- DOCUMENT SECTION
^^^^
Random number generator, C++

Question

I know there is a bit of limitations for a random number generation in C++ (can be non-uniform). How can I generate a number from 1 to 14620?

Thank you.

Answer 1

If you've got a c++0x environment, a close derivative of the boost lib is now standard:

#include <random>
#include <iostream>

int main()
{
    std::uniform_int_distribution<> d(1, 14620);
    std::mt19937 gen;
    std::cout << d(gen) << '\n';
}

This will be fast, easy and high quality.

You didn't specify, but if you wanted floating point instead just sub in:

std::uniform_real_distribution<> d(1, 14620);

And if you needed a non-uniform distribution, you can build your own piece-wise constant or piece-wise linear distribution very easily.

Answer 2

A common approach is to use std::rand() with a modulo:

#include<cstdlib>
#include<ctime>

// ...
std::srand(std::time(0));  // needed once per program run
int r = std::rand() % 14620 + 1;

However, as @tenfour mentions in his answer, the modulo operator can disrupt the uniformity of values std::rand() returns. This is because the modulo translates the values it discards into valid values, and this translation might not be uniform. For instance, for n in [0, 10) the value n % 9 translates 9 to 0 , so you can get zero by either a true zero or a 9 translated to zero. The other values have each only one chance to yield.

An alternative approach is to translate the random number from std::rand() to a floating-point value in the range [0, 1) and then translate and shift the value to within the range you desire.

int r = static_cast<double>(std::rand()) / RAND_MAX * 14620) + 1;

Answer 3

srand() / rand() are the functions you need, as others have answered.
^^^^
- WHAT YOU WILL DO
#1 In the C++ random number thread, which class does Answer 1 suggest using if floating-point values are wanted?
#2 Go on with the thread about generating random numbers in C++, starting right after the last sentence of Answer 3.

- COLLECTED MATERIAL
^^^^
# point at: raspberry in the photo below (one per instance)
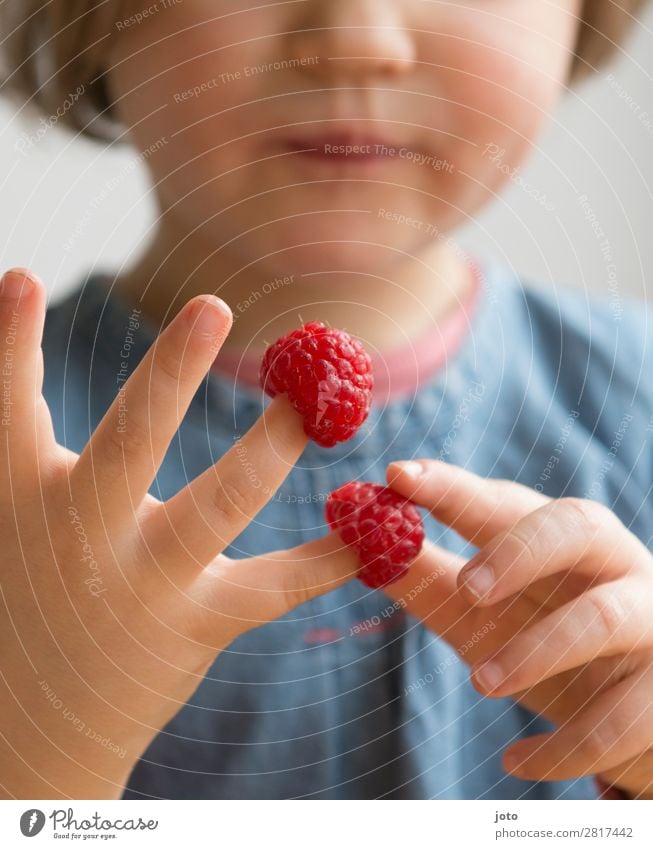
^^^^
- ANSWERS FOR THIS EXERCISE
#1 std::uniform_real_distribution

#2
The problem with % is that the result is decidedly non-uniform. To illustrate, imagine that rand() returns a range of 0-3. Here are hypothetical results of calling it 4000 times:

0 - 1000 times
1 - 1000 times
2 - 1000 times
3 - 1000 times

Now if you do the same sampling for (rand() % 3) , you notice that the results would be like:

0 - 2000 times
1 - 1000 times
2 - 1000 times

Ouch! The more uniform solution is this:

int n = (int)(((((double)std::rand()) / RAND_MAX) * 14620) + 1);

Sorry for the sloppy code, but the idea is to scale it down properly to the range you want using floating point math, and convert to integer.

Answer 4

Use rand .

( rand() % 100 ) is in the range 0 to 99
( rand() % 100 + 1 ) is in the range 1 to 100
( rand() % 30 + 1985 ) is in the range 1985 to 2014

( rand() % 14620 + 1 ) is in the range 1 to 14620

EDIT:

As mentioned in the link, the randomizer should be seeded using srand before use. A common distinctive value to use is the result of a call to time .

Answer 5

As already said, you can use rand() . Eg

int n = rand() % 14620 + 1;

does the job, but it is non-uniform. That means some values (low values) will occur slightly more frequently. This is because rand() yields values in the range of 0 to RAND_MAX and RAND_MAX is generally not divisible by 14620. Eg if RAND_MAX == 15000 , then the number 1 would be twice as likely as the number 1000 because rand() == 0 and rand() == 14620 both yield n==1 but only rand()==999 makes n==1000 true.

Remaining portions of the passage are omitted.